→ EXTRACT TO READ
-*-
PPP Loan Recipients - tempsy
https://sba.app.box.com/s/wz72fqag1nd99kj3t9xlq49deoop6gzf
======
rhansen8
I can confirm that Index Ventures did not apply for a PPP loan at any point.
The entry listed is in error, as although it lists us as a business name, it
is not our address or correct information about our fund. Our legal team is
looking into why our name is listed and look to correct it ASAP.

------
dang
Apparently the list is inaccurate: [https://techcrunch.com/2020/07/06/heres-a-
list-of-tech-compa...](https://techcrunch.com/2020/07/06/heres-a-list-of-tech-
companies-that-the-sba-says-took-ppp-money/)

I've taken specific company names out of the title above. It breaks the site
guideline against editorializing to cherry-pick specific names to mention
anyhow.
-*-
→ THINGS TO DO
**A.** Transcribe the part of the PPP loan thread that opens with the words containing "PPP Loan Recipients" and closes with "correct it ASAP.".
**B.** Pick up the PPP loan thread after its last line and keep it going.
The data after this point has no connection to the PPP loan thread.
-*-
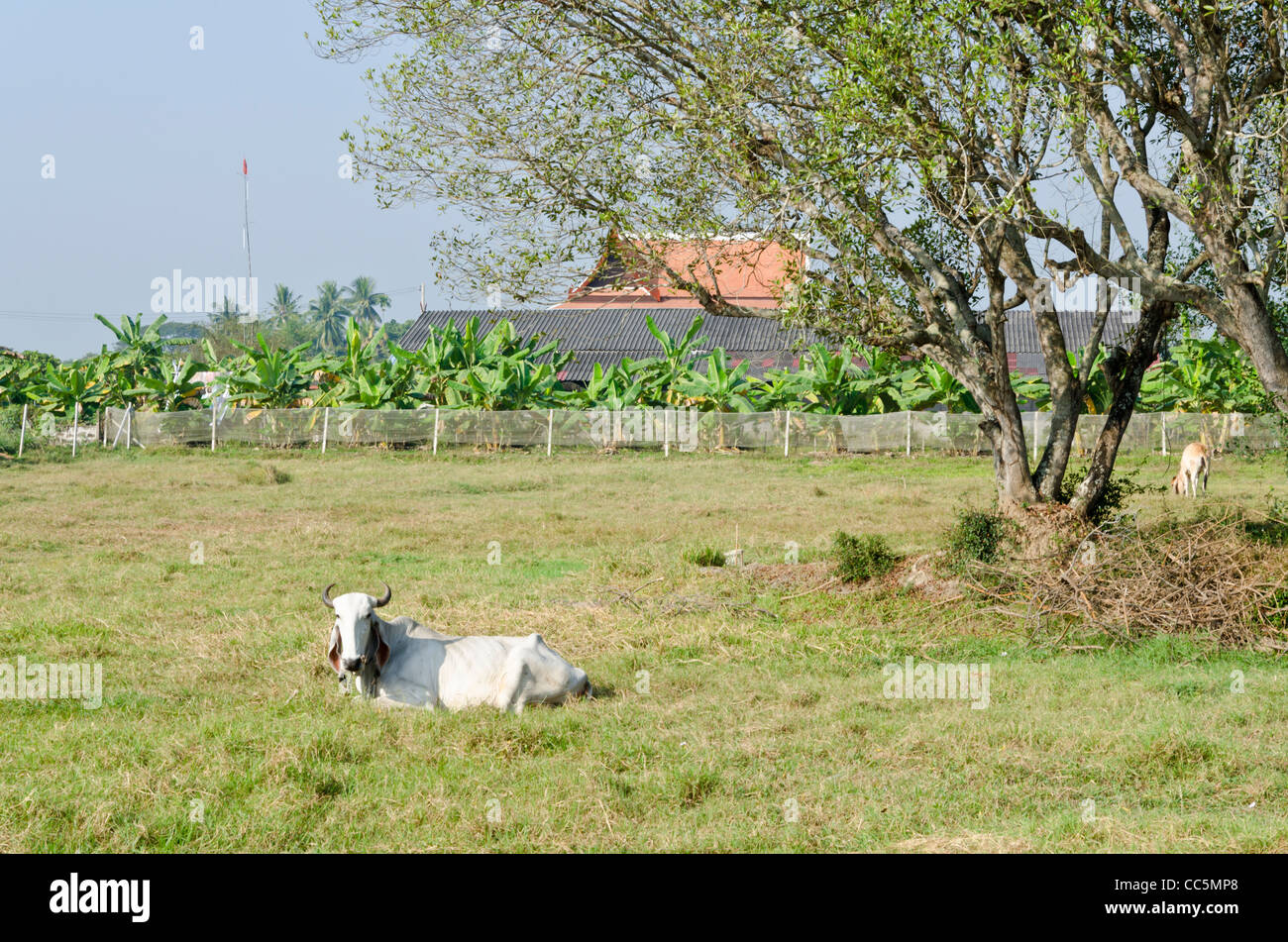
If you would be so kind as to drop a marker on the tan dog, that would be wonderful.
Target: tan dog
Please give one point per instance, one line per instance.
(1194, 463)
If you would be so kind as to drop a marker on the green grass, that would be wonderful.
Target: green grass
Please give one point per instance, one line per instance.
(735, 712)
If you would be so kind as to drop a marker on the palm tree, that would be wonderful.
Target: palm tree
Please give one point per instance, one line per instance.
(284, 301)
(330, 312)
(365, 302)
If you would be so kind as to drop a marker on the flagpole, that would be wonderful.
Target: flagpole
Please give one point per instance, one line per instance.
(246, 223)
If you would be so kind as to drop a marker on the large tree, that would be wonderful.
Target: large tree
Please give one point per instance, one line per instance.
(923, 158)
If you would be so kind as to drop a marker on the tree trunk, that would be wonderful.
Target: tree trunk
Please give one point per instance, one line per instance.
(1260, 341)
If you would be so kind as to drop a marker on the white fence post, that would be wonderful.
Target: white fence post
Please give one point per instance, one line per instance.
(120, 426)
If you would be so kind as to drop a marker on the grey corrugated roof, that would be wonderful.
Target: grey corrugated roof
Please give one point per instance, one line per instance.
(605, 335)
(1021, 332)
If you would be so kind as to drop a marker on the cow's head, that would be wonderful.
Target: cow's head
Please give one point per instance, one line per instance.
(356, 636)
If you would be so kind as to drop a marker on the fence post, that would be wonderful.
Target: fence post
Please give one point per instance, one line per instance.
(120, 426)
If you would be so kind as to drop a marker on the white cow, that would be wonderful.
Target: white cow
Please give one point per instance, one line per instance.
(402, 663)
(1196, 463)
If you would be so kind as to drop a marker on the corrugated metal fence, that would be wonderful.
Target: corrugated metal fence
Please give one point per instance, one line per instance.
(686, 430)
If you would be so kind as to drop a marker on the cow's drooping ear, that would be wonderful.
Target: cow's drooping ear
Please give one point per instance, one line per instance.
(381, 648)
(334, 649)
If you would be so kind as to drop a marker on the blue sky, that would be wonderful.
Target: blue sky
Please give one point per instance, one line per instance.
(147, 138)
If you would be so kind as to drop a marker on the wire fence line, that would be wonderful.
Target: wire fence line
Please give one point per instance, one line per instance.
(687, 430)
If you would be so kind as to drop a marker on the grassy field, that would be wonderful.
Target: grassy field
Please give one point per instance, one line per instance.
(730, 714)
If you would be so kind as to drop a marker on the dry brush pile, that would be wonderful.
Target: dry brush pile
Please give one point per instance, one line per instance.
(1218, 577)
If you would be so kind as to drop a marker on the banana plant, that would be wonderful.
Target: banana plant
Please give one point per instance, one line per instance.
(65, 386)
(171, 390)
(719, 389)
(269, 378)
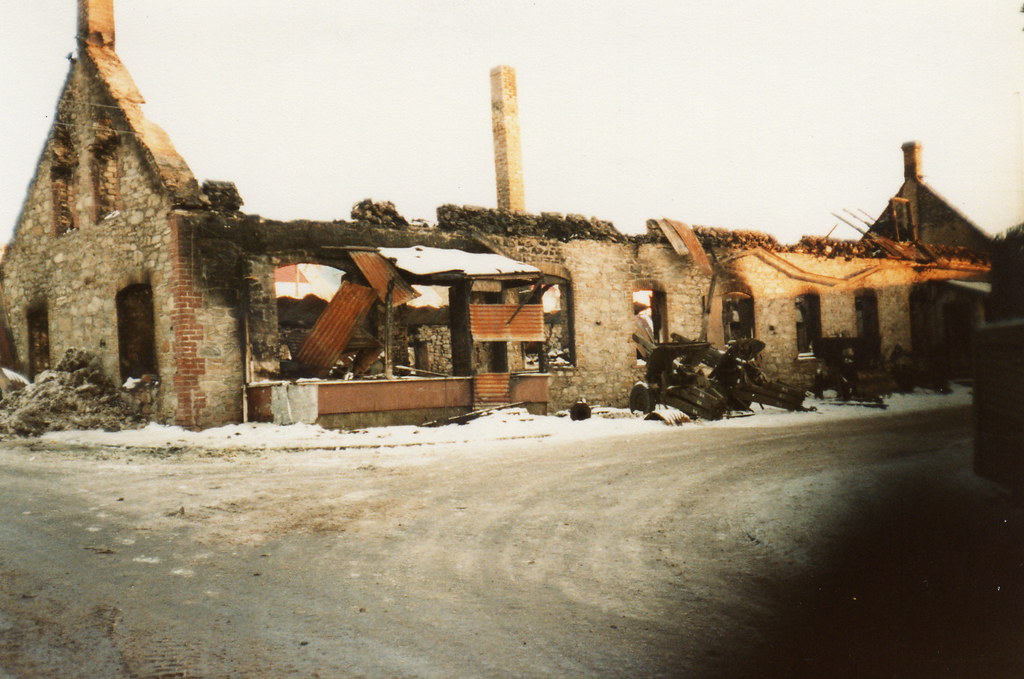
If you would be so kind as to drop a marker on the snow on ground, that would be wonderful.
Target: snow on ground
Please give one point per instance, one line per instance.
(502, 425)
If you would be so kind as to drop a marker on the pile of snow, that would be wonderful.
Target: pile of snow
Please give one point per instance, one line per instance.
(76, 394)
(502, 425)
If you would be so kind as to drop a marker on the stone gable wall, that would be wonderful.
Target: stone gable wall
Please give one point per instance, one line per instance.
(78, 273)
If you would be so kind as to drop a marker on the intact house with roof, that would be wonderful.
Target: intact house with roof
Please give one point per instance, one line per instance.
(214, 315)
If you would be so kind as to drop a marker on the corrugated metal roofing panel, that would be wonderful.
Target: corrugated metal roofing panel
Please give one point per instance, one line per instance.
(507, 323)
(379, 272)
(335, 327)
(685, 242)
(422, 260)
(491, 389)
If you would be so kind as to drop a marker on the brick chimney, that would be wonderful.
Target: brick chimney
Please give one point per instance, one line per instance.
(911, 161)
(508, 151)
(95, 23)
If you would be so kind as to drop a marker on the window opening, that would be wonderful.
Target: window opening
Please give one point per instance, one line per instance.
(105, 173)
(808, 322)
(649, 320)
(737, 316)
(62, 181)
(136, 332)
(39, 341)
(558, 348)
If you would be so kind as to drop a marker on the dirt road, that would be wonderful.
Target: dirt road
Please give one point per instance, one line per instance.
(829, 550)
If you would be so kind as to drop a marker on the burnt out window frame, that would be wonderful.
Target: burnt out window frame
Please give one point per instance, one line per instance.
(62, 179)
(136, 332)
(866, 309)
(567, 321)
(104, 168)
(38, 330)
(808, 322)
(738, 317)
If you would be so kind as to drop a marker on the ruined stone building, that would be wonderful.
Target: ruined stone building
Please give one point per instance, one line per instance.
(221, 315)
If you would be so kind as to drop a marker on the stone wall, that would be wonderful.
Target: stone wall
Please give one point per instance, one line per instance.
(123, 227)
(77, 274)
(837, 281)
(604, 267)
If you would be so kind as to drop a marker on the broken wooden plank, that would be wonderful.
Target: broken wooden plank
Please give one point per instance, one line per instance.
(335, 327)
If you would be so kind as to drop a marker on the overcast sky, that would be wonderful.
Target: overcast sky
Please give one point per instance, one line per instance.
(725, 113)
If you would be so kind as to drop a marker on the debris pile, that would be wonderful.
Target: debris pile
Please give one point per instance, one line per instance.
(824, 247)
(707, 383)
(383, 213)
(715, 239)
(75, 394)
(506, 222)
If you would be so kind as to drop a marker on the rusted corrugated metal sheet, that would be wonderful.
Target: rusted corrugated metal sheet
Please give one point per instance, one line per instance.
(507, 323)
(388, 395)
(491, 389)
(684, 242)
(334, 328)
(379, 272)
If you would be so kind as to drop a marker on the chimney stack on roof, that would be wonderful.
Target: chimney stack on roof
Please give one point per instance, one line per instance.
(508, 150)
(95, 23)
(911, 161)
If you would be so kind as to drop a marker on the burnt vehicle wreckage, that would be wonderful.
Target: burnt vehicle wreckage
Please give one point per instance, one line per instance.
(707, 383)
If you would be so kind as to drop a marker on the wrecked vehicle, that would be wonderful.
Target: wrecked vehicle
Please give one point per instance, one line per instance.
(677, 377)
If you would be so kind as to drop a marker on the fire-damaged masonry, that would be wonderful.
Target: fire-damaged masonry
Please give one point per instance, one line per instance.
(215, 315)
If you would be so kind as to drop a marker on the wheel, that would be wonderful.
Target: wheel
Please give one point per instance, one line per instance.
(641, 398)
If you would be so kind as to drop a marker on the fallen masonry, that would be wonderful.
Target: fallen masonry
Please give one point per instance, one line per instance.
(75, 394)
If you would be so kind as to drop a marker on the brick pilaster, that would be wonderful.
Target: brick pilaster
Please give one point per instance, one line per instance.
(187, 332)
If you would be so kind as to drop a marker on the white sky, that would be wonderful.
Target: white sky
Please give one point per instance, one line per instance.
(726, 113)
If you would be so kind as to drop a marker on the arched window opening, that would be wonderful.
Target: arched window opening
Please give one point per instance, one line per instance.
(136, 332)
(62, 181)
(808, 309)
(649, 320)
(39, 340)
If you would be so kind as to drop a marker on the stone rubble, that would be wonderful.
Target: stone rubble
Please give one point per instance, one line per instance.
(75, 394)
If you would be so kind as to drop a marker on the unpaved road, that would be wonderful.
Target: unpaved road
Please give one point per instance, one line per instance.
(860, 548)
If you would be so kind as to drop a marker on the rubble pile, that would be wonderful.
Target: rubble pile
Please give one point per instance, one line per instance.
(75, 394)
(505, 222)
(383, 213)
(222, 195)
(823, 247)
(715, 239)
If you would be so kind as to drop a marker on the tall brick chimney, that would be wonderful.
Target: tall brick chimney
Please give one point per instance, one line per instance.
(95, 23)
(508, 150)
(911, 161)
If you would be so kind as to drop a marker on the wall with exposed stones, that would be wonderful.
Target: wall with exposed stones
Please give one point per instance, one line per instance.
(837, 281)
(605, 267)
(78, 273)
(118, 220)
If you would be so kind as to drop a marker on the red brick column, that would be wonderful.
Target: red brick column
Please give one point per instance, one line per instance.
(185, 328)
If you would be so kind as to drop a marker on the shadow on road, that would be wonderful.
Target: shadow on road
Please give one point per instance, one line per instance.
(930, 584)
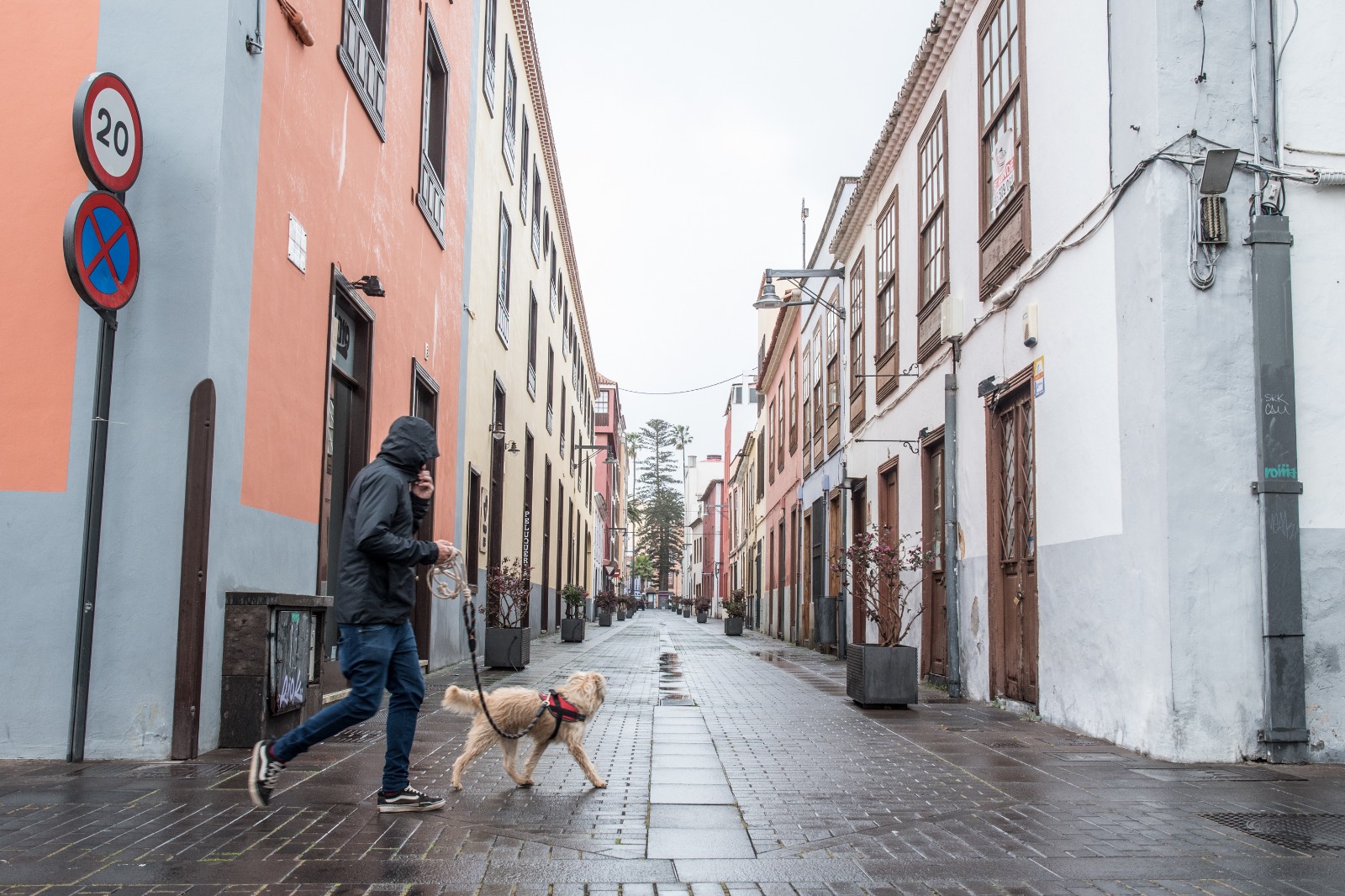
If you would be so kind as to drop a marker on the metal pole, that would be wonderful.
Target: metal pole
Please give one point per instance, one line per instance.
(841, 599)
(1278, 488)
(952, 553)
(92, 537)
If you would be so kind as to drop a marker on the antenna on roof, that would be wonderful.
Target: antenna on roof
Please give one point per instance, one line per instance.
(804, 219)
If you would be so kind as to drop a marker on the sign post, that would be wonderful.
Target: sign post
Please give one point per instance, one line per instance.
(103, 259)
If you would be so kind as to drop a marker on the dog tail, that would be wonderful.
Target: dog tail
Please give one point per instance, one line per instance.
(462, 701)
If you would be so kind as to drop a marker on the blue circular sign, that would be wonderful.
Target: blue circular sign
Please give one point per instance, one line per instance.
(103, 250)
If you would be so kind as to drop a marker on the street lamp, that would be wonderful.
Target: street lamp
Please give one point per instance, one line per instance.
(768, 299)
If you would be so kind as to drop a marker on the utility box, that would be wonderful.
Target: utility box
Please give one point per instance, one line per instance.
(272, 665)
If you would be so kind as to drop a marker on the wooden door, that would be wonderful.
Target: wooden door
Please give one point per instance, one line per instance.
(1013, 542)
(424, 405)
(195, 556)
(934, 600)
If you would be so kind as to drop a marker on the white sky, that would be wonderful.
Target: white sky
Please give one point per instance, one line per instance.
(688, 134)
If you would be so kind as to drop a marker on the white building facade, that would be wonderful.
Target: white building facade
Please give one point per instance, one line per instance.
(1122, 559)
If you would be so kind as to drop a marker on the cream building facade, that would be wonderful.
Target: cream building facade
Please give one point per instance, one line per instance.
(528, 382)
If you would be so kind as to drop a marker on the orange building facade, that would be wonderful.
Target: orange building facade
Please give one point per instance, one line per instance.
(303, 219)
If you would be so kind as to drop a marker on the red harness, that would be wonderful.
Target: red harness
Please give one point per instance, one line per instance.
(562, 709)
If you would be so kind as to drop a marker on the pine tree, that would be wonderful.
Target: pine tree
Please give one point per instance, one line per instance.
(661, 505)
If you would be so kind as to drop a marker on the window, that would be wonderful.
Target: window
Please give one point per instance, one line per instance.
(834, 358)
(770, 424)
(430, 197)
(531, 342)
(510, 112)
(522, 182)
(794, 401)
(1004, 145)
(551, 381)
(363, 55)
(504, 276)
(934, 210)
(488, 54)
(555, 298)
(857, 322)
(537, 214)
(807, 403)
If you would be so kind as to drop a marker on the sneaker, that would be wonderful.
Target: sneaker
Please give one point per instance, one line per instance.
(408, 801)
(262, 774)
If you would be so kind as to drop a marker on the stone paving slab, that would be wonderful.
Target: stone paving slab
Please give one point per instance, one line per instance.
(818, 797)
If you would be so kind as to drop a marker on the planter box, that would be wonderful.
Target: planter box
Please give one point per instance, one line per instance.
(508, 647)
(881, 676)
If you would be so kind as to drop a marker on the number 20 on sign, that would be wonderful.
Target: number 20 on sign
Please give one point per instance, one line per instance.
(108, 136)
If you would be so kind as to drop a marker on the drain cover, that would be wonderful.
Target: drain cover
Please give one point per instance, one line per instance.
(1215, 774)
(1089, 757)
(1291, 831)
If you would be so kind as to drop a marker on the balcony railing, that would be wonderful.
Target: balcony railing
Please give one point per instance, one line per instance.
(430, 199)
(363, 65)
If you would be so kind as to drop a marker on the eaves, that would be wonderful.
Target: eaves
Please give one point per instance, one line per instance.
(941, 38)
-*-
→ EXERCISE RESPONSES
**A.**
PPP Loan Recipients - tempsy
https://sba.app.box.com/s/wz72fqag1nd99kj3t9xlq49deoop6gzf
======
rhansen8
I can confirm that Index Ventures did not apply for a PPP loan at any point.
The entry listed is in error, as although it lists us as a business name, it
is not our address or correct information about our fund. Our legal team is
looking into why our name is listed and look to correct it ASAP.

**B.**
[https://news.ycombinator.com/newsguidelines.html](https://news.ycombinator.com/newsguidelines.html)

------
erikig
I believe every leader owes it to their company to utilize these government
facilities. PPP loans are forgivable and they allow the company to maintain
its staff during historically uncertain times.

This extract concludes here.